- **The exercise**
Retype the data below without altering anything.

- **Rows from a pointing dataset**

>> Begin

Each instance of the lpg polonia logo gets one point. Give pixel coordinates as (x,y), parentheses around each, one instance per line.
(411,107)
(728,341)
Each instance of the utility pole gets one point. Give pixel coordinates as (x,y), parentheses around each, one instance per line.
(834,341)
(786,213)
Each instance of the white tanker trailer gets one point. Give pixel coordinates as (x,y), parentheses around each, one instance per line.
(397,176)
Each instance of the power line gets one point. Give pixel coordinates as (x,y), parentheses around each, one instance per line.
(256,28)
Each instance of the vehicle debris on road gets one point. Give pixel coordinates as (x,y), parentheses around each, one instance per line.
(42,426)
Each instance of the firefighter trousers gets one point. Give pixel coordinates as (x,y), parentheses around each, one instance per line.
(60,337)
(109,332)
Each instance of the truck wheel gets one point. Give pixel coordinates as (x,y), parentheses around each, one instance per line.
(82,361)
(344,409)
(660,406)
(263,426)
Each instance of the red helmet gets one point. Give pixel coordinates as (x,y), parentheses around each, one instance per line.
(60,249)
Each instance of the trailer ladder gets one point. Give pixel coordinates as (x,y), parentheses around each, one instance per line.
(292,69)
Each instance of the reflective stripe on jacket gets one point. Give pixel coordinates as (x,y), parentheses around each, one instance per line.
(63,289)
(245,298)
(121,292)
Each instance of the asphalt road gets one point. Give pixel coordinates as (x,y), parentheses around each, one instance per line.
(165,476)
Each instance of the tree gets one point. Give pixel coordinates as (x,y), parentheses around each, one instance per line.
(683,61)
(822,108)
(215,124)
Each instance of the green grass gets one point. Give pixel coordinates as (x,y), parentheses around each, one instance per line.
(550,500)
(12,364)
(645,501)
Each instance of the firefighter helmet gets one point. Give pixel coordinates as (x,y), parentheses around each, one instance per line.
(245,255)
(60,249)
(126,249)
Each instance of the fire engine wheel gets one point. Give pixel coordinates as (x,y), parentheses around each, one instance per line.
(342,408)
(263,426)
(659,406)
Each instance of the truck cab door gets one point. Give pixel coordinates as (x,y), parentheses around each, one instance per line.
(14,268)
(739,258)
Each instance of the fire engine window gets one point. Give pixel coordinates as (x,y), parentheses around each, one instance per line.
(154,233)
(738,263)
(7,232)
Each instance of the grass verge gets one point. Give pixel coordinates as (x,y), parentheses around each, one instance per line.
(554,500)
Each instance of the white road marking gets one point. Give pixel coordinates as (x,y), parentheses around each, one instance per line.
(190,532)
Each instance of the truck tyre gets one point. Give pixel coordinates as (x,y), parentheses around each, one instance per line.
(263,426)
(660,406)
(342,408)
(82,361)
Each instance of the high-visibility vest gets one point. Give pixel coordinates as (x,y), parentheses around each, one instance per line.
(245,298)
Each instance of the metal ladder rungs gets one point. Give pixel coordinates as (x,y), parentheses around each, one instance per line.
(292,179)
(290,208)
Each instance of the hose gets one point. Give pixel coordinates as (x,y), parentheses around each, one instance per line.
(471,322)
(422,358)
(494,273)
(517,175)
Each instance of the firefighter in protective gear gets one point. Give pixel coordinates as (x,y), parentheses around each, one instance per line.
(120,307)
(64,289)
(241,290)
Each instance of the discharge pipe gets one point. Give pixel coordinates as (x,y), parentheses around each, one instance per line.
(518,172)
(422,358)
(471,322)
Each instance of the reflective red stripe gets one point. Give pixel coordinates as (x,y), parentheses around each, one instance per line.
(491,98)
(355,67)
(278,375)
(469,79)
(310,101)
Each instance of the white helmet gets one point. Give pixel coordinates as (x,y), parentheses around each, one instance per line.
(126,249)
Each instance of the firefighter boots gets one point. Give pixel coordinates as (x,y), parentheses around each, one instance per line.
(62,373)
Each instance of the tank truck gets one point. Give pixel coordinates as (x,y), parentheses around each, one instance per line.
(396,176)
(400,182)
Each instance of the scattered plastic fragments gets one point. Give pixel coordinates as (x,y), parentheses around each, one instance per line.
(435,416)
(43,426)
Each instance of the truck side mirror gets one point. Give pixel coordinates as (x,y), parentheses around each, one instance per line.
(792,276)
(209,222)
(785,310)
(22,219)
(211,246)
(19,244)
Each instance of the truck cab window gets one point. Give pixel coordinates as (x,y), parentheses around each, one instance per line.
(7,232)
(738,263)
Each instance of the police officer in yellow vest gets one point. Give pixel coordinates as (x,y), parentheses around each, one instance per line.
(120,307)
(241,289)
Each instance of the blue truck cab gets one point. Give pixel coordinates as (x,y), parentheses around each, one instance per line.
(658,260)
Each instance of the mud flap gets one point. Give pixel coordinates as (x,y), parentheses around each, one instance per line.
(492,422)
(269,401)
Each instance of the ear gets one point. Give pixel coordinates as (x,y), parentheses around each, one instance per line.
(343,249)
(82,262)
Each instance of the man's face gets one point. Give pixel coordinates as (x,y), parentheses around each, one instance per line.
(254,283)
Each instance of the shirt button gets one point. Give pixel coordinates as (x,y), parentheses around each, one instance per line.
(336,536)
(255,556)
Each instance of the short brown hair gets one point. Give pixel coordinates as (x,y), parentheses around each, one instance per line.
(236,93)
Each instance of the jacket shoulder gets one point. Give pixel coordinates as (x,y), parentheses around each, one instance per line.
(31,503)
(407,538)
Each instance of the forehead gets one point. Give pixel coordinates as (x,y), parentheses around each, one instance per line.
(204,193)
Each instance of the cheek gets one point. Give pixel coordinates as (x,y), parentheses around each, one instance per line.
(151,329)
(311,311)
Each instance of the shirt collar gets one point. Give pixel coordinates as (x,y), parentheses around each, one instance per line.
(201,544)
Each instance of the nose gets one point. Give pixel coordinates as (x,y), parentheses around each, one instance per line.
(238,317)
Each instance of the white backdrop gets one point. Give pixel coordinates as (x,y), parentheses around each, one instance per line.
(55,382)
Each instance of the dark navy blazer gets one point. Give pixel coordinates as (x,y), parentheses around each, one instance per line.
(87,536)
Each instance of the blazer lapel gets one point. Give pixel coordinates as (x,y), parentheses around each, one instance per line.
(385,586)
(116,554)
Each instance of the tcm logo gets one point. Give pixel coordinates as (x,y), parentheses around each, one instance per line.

>> End

- **Answer for the task**
Each instance of the lpg polonia logo gets one point. Give pixel coordinates as (x,y), parentheses around each, one instance per line.
(411,107)
(728,341)
Each instance of the utility pole gets one point. Give pixel coordinates as (x,y), parentheses around each, one instance per line.
(834,341)
(786,213)
Each instance of the white tanker trailer gets one point. Give pixel coordinates as (x,y), parentheses around each, one instance per line.
(397,176)
Each instance of the power line gets one point. Give pixel coordinates as (x,y), parentheses around each, one instance per line.
(256,28)
Each instance of the vehicle debris on road gets one point. Give pixel coordinates as (x,y), parentheses around each, one instance per line.
(42,426)
Each instance of the firefighter trousers gets one point. Give pixel coordinates as (x,y), parentheses around each, one instance per line.
(60,337)
(109,332)
Each instance of the truck wheel gets one point. Give pixel coordinates as (x,y), parentheses around each, one instance per line.
(82,361)
(344,409)
(660,406)
(263,426)
Each instance of the red helmet gets one point. Give pixel coordinates as (x,y), parentheses around each, one instance per line.
(60,249)
Each instance of the trailer ladder gets one point. Give pixel coordinates as (x,y), parentheses around each, one instance per line.
(292,69)
Each instance of the reflective stripe on jacket gets one point. Give pixel coordinates as (x,y), parentheses around each, one instance per line.
(63,289)
(245,298)
(121,292)
Each instance of the asphalt road gets one point. Give pixel coordinates as (x,y), parentheses around each, one instance per line.
(165,476)
Each instance of the tree gets one point. Give pixel coordinates as (x,y), parentheses around each, one instance per line.
(683,61)
(822,108)
(215,124)
Each instance of the green grass gets one point. Give pixel coordinates as (x,y), parentheses around each, one instance per line.
(550,500)
(12,364)
(645,501)
Each instance of the firefighter helmet gets one point. Give pixel coordinates as (x,y), parentheses around each, one instance per line.
(245,255)
(60,249)
(126,249)
Each instance of the fire engine wheel gets one point. Give pixel coordinates as (x,y), parentheses around each, one instance per line.
(342,408)
(263,426)
(659,406)
Each instance of the truck cab door gets one point. Give pixel coordinates as (x,y), parentheses around each, one instance per line.
(14,268)
(739,258)
Each instance of the fire engine window gets one point. Give pixel coordinates as (x,y), parentheses around each, one instance per line.
(154,233)
(738,263)
(7,232)
Each instance of the grass verge gets one point. Give pixel coordinates as (x,y), parentheses around each, one instance per line.
(554,500)
Each instance of the white road marking gets one point. Give pixel coordinates as (x,y), parentheses around each, one instance per line.
(190,532)
Each instance of the truck tyre gets one point. Give pixel coordinates as (x,y), parentheses around each, one instance per line.
(263,426)
(660,406)
(342,408)
(82,361)
Each instance of the high-visibility vest gets one point. Give pixel coordinates as (x,y), parentheses around each, one instance per line.
(245,298)
Each instance of the metal ladder rungs gets one point. Give pixel coordinates as (x,y), parentheses around each, one instance per line.
(292,179)
(290,208)
Each instance of the hose gets one point. Give pixel coordinates as (x,y), parentheses around each, one instance per line.
(471,322)
(422,358)
(494,273)
(517,175)
Each instance of the firefighter in protective gear gets one point. Give pixel coordinates as (x,y), parentheses around each, one instance per line.
(120,307)
(64,289)
(241,290)
Each instance of the discharge pipe gets one point. Give pixel coordinates as (x,y), parentheses around each, one instance per line.
(518,172)
(422,358)
(471,322)
Each instance of the reflective red stripe gets one point. Give pixel coordinates as (x,y), parentheses around each, one instance per line.
(491,98)
(355,67)
(278,375)
(469,79)
(310,101)
Each instance of the white helmet gets one point. Give pixel coordinates as (x,y), parentheses around each, one instance per line.
(126,249)
Each instance of the firefighter boots gets one point. Give pixel coordinates as (x,y), parentheses around each, one instance per line.
(62,373)
Each instance of the tank truck gets one point. Give pixel coordinates as (x,y), parentheses around each, one instance per line.
(396,176)
(400,182)
Each instance of the scattered plastic fragments gets one point. Give pixel coordinates as (x,y), parentheses around each, one instance per line.
(435,416)
(43,426)
Each instance of the truck side mirror gets one point. Give pixel coordinates as (x,y), parentheses around each, one instance per line.
(792,276)
(209,222)
(785,310)
(22,219)
(211,246)
(19,244)
Each instance of the truck cab window gets one point. Give pixel coordinates as (x,y), parentheses around each, one instance per line.
(7,232)
(738,263)
Each instance of the police officer in yellow vest gets one point. Give pixel coordinates as (x,y), parentheses around each, one instance per line.
(120,307)
(241,289)
Each instance of the blue truck cab gets one point. Give pixel coordinates as (x,y), parentheses around each, one instance per line.
(658,260)
Each instance of the mud flap gets one point. Give pixel coordinates as (x,y), parentheses around each, one instance per line.
(492,422)
(269,401)
Each instance of the ear gets one point. Give pixel coordinates as (x,y), parentheses around each, one instance per line.
(343,249)
(82,262)
Each instance of the man's face gets one point. Give pixel coordinates as (x,y), parentheses around each, one instance per line.
(254,283)
Each instance of the shirt button gets one point. Give pixel coordinates as (x,y), parentheses around each, one instance per line.
(336,536)
(255,556)
Each instance of the short brown hair gets one point. Give pixel coordinates as (x,y), parentheses around each, one instance per line.
(236,93)
Each instance of the jacket shoulder gets one point. Give pixel coordinates as (x,y), parentheses around each, one instance per line.
(31,503)
(407,538)
Each instance of the forehead gets one point. Give pixel coordinates as (x,y), parentheses around each, one instance per line.
(204,193)
Each instance of the cheek gets one point. Give pixel coordinates as (x,y), parentheses around each, one instance per line.
(151,329)
(311,311)
Each instance of the shirt collar gets one point. Give pixel coordinates as (x,y), parentheses around each, one instance per line.
(201,544)
Each instance of the nose gets one point. Give pixel coordinates as (x,y), parentheses around each, one instance per line.
(238,317)
Each instance of the white backdrop gets one point. Give pixel coordinates as (x,y), parentheses around each, one instance per line.
(55,382)
Each instance of the dark navy blazer gets one point. Give pixel coordinates as (x,y), parentheses around each, one instance per line.
(87,536)
Each instance of the blazer lapel gets one point. Give pixel coordinates as (x,y), parentheses around each, one instance per line.
(385,586)
(116,554)
Each instance of the tcm logo gets one point. Give pixel coordinates as (x,y), parentheses around each, one instance per line.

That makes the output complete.